● Problem:
Carry on the draft indemnification agreement between the water district and California American Water, starting right after its last sentence.

● Text to read:
= = = =

TO BE SIGNED AND NOTARIZED -- DRAFT

Attachment 2 of CAW/MBSE Conditions of Approval

 

MONTEREY PENINSULA WATER MANAGEMENT DISTRICT

INDEMNIFICATION AGREEMENT FOR PERMIT #M10-07-L4

Preparation Date:  August ___, 2010

 

THIS AGREEMENT (“Agreement”) is made and entered into by and between the Monterey Peninsula Water Management District (“MPWMD”) and California American Water (defined as “Indemnitor”) upon the date set forth below.

 

1.                  This Agreement has been entered in relation to the issuance of Permit #M10-07-L4 authorized by the MPWMD Board of Directors on August XX, 2010 as part of its approval of MPWMD Application #20080915MBS to amend the California American Water (CAW) Water Distribution System (WDS) to annex a parcel identified as Assessors Parcel Number (APN) 011-501-014 to serve the Monterey Bay Shores Ecoresort project in Sand City, Monterey County, California.  The parcel is described as:  ASSRS MP 1 NOCHE BUENA RO SUB A & 2A OF L2 OF L9 AS DESC IN R605-613 39 AC. The property is currently owned by Security National Guaranty, Inc.  The water source for the subject parcel is the integrated water well network of CAW, a regulated public utility.  This Agreement is a requirement of MPWMD Permit #M10-07-L4, Condition #6, and must be signed by September ___, 2010 (60 days after the preparation date noted above) for Permit #M10-07-L4 to remain valid.

 

2.      Indemnitor expressly confirms and agrees that it has entered into this Agreement and assumed the obligations imposed in order to induce MPWMD to undertake the actions stated in Paragraph 1, and acknowledges that MPWMD is relying upon this Agreement.

3.      Indemnitor agrees to indemnify MPWMD to the maximum extent authorized by the law as an inducement for MPWMD to undertake the actions referenced in Paragraph 1 without concern for any liability or expense which may result from the good faith performance of MPWMD’s duties.  Creation of this Indemnification Agreement, and the assumption of the duties set forth herein, have induced MPWMD to undertake that action, and if this Agreement shall lapse, the actions of MPWMD as referenced above shall then become null and void.

= = = =

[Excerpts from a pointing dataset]
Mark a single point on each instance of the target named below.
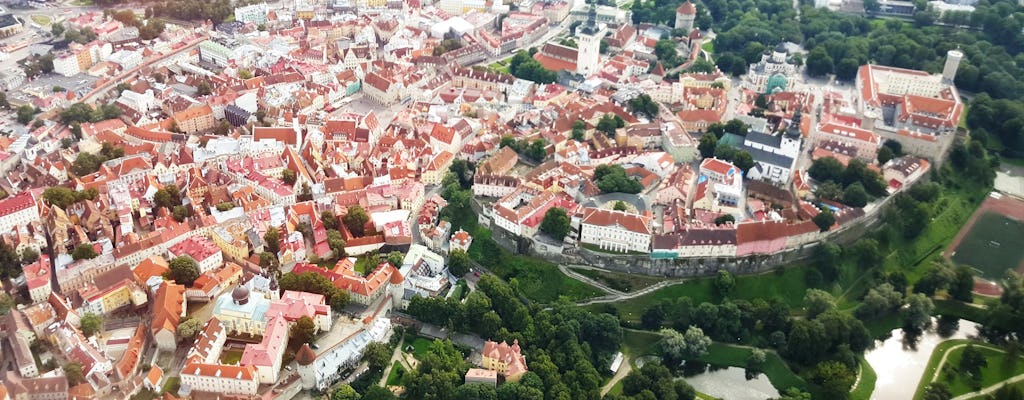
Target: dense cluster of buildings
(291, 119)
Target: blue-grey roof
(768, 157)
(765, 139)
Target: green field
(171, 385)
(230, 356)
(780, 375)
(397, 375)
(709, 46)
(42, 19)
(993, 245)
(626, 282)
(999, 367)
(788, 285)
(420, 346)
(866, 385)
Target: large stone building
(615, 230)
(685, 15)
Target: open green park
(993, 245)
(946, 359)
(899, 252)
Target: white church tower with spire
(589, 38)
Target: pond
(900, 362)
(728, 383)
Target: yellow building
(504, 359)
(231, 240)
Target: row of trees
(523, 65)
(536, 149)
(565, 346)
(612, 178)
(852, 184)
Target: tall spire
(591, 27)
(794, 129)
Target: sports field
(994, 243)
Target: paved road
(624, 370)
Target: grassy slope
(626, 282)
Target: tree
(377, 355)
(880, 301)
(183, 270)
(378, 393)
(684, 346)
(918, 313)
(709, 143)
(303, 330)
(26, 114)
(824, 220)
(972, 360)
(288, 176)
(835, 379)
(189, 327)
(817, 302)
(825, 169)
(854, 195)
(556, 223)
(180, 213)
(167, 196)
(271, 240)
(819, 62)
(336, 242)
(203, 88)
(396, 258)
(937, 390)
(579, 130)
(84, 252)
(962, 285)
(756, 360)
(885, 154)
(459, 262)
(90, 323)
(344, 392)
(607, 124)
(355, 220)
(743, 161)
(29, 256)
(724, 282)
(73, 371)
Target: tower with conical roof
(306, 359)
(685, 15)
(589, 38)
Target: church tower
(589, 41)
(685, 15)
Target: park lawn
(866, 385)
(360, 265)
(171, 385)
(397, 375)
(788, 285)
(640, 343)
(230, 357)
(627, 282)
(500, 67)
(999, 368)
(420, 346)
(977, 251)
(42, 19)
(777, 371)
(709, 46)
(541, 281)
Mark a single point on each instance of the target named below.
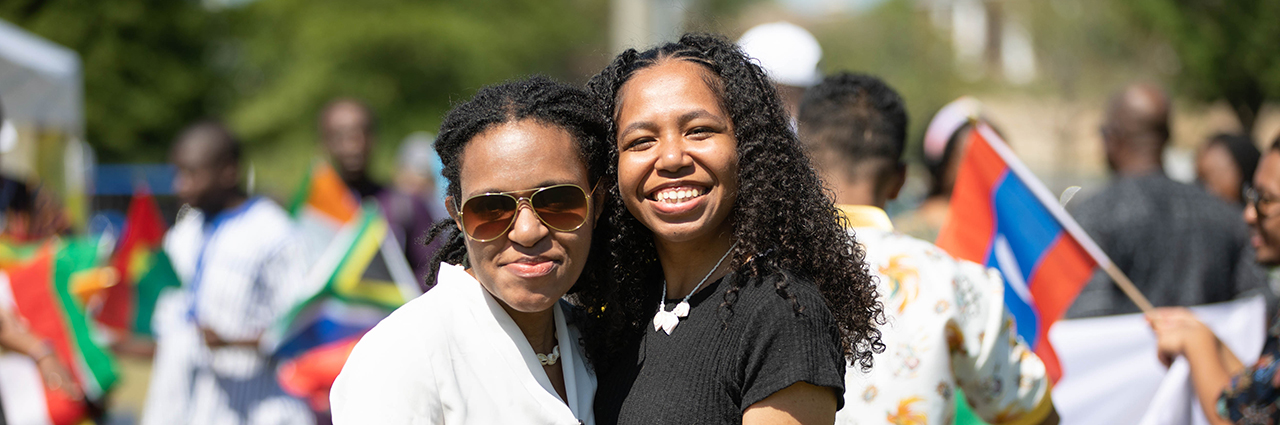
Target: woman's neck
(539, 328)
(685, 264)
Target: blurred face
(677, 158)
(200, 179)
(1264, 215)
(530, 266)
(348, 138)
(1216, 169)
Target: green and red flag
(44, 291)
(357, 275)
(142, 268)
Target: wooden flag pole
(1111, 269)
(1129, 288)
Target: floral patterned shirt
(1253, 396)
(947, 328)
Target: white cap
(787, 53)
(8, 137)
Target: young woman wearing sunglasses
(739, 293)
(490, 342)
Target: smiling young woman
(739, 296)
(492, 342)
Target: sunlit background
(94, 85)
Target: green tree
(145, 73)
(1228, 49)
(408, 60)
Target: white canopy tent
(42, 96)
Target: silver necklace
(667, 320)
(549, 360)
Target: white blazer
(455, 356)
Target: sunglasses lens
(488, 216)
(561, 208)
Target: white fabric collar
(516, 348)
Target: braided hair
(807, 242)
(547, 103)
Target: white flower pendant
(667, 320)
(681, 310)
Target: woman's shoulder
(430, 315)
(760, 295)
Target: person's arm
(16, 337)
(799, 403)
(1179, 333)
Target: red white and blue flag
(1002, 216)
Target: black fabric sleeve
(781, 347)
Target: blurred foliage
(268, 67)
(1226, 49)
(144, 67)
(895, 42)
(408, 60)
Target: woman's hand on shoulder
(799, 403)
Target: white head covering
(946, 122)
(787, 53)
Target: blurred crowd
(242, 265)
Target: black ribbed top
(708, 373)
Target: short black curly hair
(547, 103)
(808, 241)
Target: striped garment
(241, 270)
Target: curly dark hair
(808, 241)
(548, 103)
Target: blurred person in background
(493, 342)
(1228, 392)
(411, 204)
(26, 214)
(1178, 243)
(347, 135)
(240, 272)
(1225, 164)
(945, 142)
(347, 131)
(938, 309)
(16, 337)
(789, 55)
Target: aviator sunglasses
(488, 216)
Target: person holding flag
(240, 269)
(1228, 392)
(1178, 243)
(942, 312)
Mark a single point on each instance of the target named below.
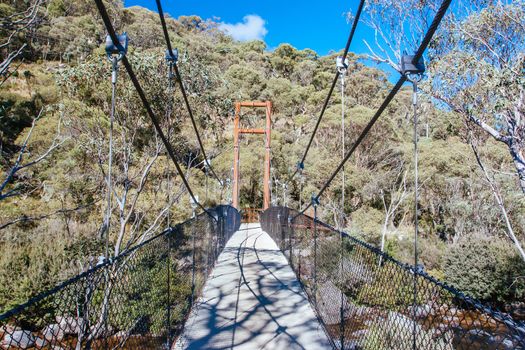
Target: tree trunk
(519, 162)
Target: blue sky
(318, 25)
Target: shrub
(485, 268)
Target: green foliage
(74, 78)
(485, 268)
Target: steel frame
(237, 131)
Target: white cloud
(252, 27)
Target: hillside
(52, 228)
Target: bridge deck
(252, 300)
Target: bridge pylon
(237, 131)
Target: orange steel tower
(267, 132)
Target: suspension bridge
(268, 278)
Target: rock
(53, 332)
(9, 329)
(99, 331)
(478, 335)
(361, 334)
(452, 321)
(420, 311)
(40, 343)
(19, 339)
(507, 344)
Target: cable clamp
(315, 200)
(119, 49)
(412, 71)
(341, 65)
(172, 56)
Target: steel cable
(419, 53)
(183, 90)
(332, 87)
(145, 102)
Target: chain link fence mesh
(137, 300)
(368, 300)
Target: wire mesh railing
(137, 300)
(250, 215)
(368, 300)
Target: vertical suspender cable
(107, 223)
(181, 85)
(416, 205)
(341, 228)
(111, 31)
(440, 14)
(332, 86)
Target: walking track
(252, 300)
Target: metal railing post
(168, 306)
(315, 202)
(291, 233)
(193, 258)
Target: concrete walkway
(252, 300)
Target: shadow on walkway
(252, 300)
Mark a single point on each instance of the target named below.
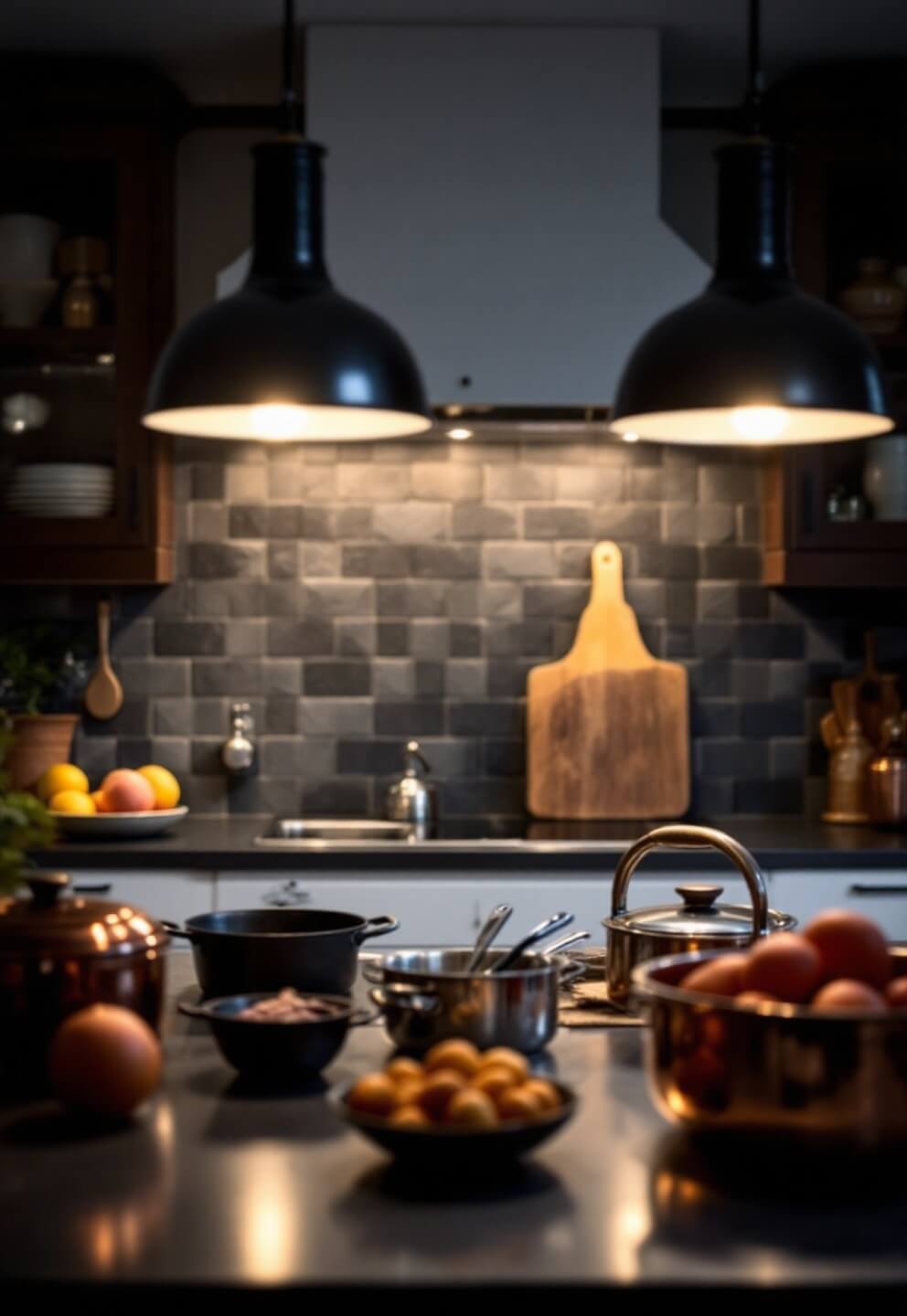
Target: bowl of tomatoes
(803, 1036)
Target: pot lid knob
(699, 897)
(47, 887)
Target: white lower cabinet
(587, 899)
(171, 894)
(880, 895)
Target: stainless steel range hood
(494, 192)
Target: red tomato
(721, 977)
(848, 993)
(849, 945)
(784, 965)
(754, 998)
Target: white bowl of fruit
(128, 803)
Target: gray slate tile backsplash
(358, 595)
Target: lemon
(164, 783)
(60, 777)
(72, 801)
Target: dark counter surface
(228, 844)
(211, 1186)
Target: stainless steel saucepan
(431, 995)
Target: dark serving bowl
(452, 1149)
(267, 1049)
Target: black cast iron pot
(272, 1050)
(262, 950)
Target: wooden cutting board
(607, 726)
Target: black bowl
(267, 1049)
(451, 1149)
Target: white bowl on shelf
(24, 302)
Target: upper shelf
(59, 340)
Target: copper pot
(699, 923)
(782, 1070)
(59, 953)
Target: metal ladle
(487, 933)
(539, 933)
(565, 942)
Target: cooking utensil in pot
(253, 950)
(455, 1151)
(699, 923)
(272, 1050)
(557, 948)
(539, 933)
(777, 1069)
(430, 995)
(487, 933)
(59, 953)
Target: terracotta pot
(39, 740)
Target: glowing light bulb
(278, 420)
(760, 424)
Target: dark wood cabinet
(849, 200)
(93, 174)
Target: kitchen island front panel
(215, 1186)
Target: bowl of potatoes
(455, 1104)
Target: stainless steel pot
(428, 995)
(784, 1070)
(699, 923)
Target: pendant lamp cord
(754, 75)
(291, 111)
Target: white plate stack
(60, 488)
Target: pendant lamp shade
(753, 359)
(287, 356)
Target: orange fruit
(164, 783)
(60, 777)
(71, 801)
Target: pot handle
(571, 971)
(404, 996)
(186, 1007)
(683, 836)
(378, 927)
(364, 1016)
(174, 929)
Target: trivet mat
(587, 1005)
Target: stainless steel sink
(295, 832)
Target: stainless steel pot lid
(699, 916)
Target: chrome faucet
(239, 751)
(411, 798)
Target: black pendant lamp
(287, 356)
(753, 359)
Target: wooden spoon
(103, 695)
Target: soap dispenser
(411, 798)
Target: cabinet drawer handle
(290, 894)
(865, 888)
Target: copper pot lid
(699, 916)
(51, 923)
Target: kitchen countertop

= = = =

● Answer to this exercise:
4.                  Indemnitor agrees, in consideration of MPWMD’s participation and approval in the activities referenced in Paragraph 1, to defend,  indemnify, and hold harmless MPWMD and its elected and appointed officials, agents, officers, attorneys and employees from all liability, demands, claims, costs, losses, damages, recoveries, settlements, and expenses (including interest, penalties, attorney fees, accounting fees, and expert witness fees) of any kind or nature incurred by MPWMD, known or unknown, contingent or otherwise, directly or indirectly, including but not limited to personal injury or property damage, arising from or related to the activities referenced in Paragraph 1.  This Agreement shall include, but shall not be limited to any action, or proceeding brought against MPWMD or its agents, officers, attorneys or employees to attack, set aside, void, annul, limit, modify or inhibit the activities referenced in Paragraph 1, and shall expressly include any action undertaken that may include claims or causes of action under the California Environmental Quality Act (CEQA), or the National Environmental Policy Act (NEPA).

5.                  Indemnitor’s obligation to defend, indemnify and hold harmless shall further include, but not be limited to all costs relating to litigation, preparation of any administrative record, response to discovery, retention of experts, and other related costs.  Indemnification shall further extend to any and all reasonable expenses, including, without limitation, attorney’s fees, expenses incurred in establishing a right to indemnification, costs of investigation and costs of appeal, judgments, fines, settlements and other obligations incurred in connection with any demand, claim or proceeding, or any appeal therefrom, to which MPWMD is a party or threatened to be made a party.

 

6.                  If required to accomplish the activities referenced in Paragraph 1, Indemnitor agrees to indemnify and hold harmless MPWMD for all costs incurred in additional investigation or study of, or for supplementing, redrafting, revising, or amending any document (including any CEQA or NEPA documents) that shall support, defend, or comply with any relevant order.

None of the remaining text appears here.